"Mr. Perfectly Fine" is a song written and recorded by American singer-songwriter Taylor Swift for her first re-recorded album, Fearless (Taylor's Version) (2021), a re-recording of her 2008 album. Produced by Swift and Jack Antonoff, the track is a country pop and pop rock song with lyrics about the tumultuous feelings after a derailed romantic relationship, using extensive antonomasia and wordplay. Music critics picked it as an album highlight, deeming its lyrics witty and the production catchy.

"Mr. Perfectly Fine" was released for download and streaming without prior promotion on April 7, 2021, via Republic Records. It is one of the six unreleased "From the Vault" tracks on Fearless (Taylor's Version). "Mr. Perfectly Fine" peaked at number 30 on the US Billboard Hot 100 and number two on the Hot Country Songs chart. The song also reached the top 30 of charts in Australia, Canada, Ireland, New Zealand, Singapore, and the United Kingdom. Its release was accompanied by a lyric video released to Swift's YouTube channel.

*Directive 1*: Locate every line in the entries below that contains the string "lists" and copy each of those lines.

*Provided data*:
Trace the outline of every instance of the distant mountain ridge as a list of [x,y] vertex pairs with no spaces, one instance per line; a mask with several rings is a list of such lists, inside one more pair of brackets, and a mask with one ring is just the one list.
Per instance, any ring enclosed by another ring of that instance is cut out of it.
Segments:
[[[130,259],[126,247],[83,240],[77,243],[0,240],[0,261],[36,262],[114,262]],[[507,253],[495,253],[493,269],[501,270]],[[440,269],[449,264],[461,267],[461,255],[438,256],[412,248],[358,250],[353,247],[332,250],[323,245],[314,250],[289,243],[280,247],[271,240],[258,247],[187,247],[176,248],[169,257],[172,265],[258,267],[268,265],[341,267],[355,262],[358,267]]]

...

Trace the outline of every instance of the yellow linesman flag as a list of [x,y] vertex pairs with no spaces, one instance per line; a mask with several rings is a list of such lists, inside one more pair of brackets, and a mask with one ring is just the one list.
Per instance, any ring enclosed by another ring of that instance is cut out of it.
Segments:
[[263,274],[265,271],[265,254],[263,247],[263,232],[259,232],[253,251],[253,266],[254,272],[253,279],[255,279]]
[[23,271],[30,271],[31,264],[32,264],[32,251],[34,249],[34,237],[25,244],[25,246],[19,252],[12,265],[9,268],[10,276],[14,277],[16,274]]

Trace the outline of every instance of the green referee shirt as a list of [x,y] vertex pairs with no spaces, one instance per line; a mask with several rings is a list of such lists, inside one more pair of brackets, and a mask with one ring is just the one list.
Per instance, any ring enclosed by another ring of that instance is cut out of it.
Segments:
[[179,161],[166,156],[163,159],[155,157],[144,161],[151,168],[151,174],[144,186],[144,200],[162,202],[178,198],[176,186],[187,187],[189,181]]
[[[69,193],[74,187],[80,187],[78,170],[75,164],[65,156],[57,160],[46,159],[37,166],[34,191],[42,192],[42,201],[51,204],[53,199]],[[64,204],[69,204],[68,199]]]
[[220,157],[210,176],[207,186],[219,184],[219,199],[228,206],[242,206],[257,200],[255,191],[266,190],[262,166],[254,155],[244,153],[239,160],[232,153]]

*Directive 2*: According to the passage on "Mr. Perfectly Fine", on what date was the song released for download and streaming?

*Task solution 1*:
Trace the outline of every instance of the distant mountain ridge as a list of [x,y] vertex pairs with no spaces, one instance per line; a mask with several rings is a list of such lists, inside one more pair of brackets, and a mask with one ring is just the one list.
Trace the outline of every instance of the yellow linesman flag as a list of [x,y] vertex pairs with no spaces, one instance per line; a mask with several rings is a list of such lists, inside one more pair of brackets, and a mask with one ring is just the one list.
Trace the outline of every instance of the green referee shirt as a list of [x,y] vertex pairs with no spaces, one instance per line; a mask with several rings is a list of such lists, inside one more pair of brackets, and a mask with one ring is just the one list.

*Task solution 2*: April 7, 2021